- Énoncé écrit 1 -
Répondez à ces questions sur l'article consacré à la stratégie énergétique de la Chine :
(a) Quel pétrole la Chine choisit-elle de plus en plus à la place du brut africain ?
(b) Combien d'années la guerre civile en Angola a-t-elle duré ?
(c) Quel média rappelle la mise en place du « modèle angolais » ?
- Énoncé écrit 2 -
Poursuivez l'article sur la stratégie énergétique de la Chine en reprenant juste après sa dernière phrase.

━━━━━ Extrait de page

De l'Afrique au Golfe ; la Chine réoriente sa stratégie énergétique

- Les défis de l'Angola en matière de production pétrolière
- Transformation du marché mondial de l'énergie
- L'émergence de la Chine sur la scène énergétique
- Renforcement stratégique entre la Chine et le CCG
Pendant des années, la Chine a gagné du terrain en Afrique alors que les États-Unis se retiraient de la région, laissant un vide important dans l'influence occidentale sur cette "dernière frontière". Aujourd'hui, cependant, cette expansion basée sur le soft power et les prêts garantis par le pétrole s'essouffle. Plusieurs groupes de réflexion soulignent que la Chine opte de plus en plus pour le pétrole arabe plutôt que pour le brut africain.
Comme le rappelle le média Al Arab, en 2002, à la fin des 27 années de guerre civile en Angola, le pays d'Afrique centrale a mis en œuvre ce que l'on appelle le "modèle angolais", en obtenant de la Chine des prêts garantis par le pétrole pour financer la construction de routes, de barrages hydroélectriques, de chemins de fer et d'autres services publics. Toutefois, cette stratégie n'a pas duré.

━━━━━━━━━━
━━━━━ Lignes affichées

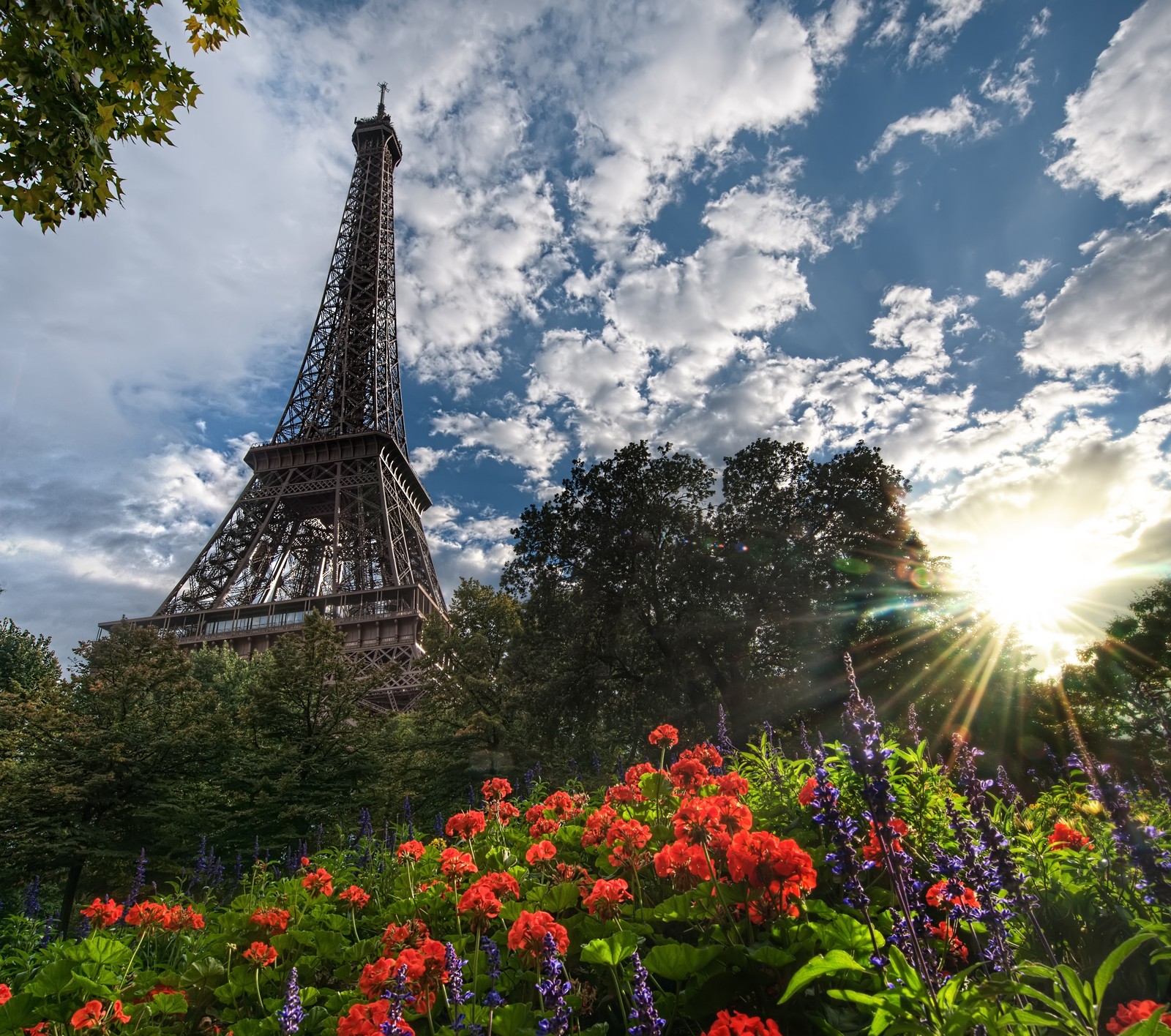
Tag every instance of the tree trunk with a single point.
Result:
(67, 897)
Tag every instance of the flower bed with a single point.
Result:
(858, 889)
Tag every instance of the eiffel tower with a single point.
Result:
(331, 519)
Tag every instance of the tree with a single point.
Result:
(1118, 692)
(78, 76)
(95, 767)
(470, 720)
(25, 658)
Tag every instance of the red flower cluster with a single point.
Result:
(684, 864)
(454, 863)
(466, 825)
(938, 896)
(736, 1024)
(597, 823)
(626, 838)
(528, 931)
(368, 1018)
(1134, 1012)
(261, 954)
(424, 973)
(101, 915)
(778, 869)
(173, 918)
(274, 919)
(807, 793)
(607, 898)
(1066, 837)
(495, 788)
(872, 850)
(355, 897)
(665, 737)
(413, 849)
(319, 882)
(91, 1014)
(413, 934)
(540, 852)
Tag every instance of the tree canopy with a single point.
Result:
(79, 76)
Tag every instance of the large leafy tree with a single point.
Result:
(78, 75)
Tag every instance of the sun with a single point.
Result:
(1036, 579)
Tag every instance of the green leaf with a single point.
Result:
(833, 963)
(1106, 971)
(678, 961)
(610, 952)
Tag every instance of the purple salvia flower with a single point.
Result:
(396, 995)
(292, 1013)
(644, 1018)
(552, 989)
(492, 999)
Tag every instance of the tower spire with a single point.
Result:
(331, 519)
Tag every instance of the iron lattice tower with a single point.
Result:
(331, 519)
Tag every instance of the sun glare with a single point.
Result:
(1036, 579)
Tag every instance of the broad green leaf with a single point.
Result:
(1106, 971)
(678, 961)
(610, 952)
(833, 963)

━━━━━━━━━━

- Réponse 1 -
(a) Le pétrole arabe.
(b) 27 ans.
(c) Al Arab.

- Réponse 2 -
Selon la Fondation Carnegie pour la paix internationale, l'Angola a reculé dans la liste des principaux fournisseurs de pétrole brut de la Chine, car Pékin se tourne de plus en plus vers les États du Conseil de coopération du Golfe (CCG), la Russie et d'autres pays asiatiques. Alors qu'en 2010, l'Angola était le deuxième plus grand fournisseur de pétrole de la Chine, précédé seulement par l'Arabie saoudite, l'année dernière, il est tombé à la huitième place, comme l'a rapporté le South China Morning Post (SCMP).
Le modèle angolais a bien fonctionné les premières années. Selon les données de l'université de Boston citées par le SCMP, entre 2000 et 2022, l'Angola a emprunté un total de 45 milliards de dollars à la Chine, dont une partie a été remboursée avec du pétrole. Cependant, lorsque les prix du pétrole se sont effondrés en 2014, au plus fort du boom du schiste, l'Angola a été contraint de pomper beaucoup plus de pétrole pour rembourser sa dette à la Chine, illustrant les risques de l'argent facile de Pékin.
Les défis de l'Angola en matière de production pétrolière

L'Angola, comme d'autres producteurs de pétrole africains, s'est efforcé d'attirer les investisseurs pour développer ses champs pétroliers et construire des infrastructures. Malgré l'enthousiasme initial des grandes compagnies pétrolières telles que BP, Exxon et Chevron pour les vastes gisements du pays, des obstacles subsistent, notamment des régimes fiscaux défavorables, la corruption et, dans certains cas, un manque de ressources pour sécuriser les actifs. À plusieurs reprises, l'Angola n'a pas respecté les quotas de production de l'Organisation des pays exportateurs de pétrole (OPEP).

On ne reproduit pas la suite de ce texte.